==== DATASET ENTRIES ====
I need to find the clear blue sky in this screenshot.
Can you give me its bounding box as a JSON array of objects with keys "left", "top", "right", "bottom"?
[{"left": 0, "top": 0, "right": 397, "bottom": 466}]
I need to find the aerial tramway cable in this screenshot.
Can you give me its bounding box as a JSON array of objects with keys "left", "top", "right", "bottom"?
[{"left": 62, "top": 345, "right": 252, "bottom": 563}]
====
▶ SHORT EXERCISE
Reproduce all of the lines above, requests included, but add 114 to every bounding-box coordinate in the answers.

▶ TASK RESPONSE
I need to find the clear blue sky in this screenshot.
Can you give me its bounding box as a JSON array of objects with keys "left", "top", "right", "bottom"?
[{"left": 114, "top": 114, "right": 511, "bottom": 580}]
I need to find the aerial tramway cable in this screenshot.
Can you give me its bounding box as a JSON array of objects with keys "left", "top", "right", "bottom"?
[{"left": 176, "top": 459, "right": 366, "bottom": 677}]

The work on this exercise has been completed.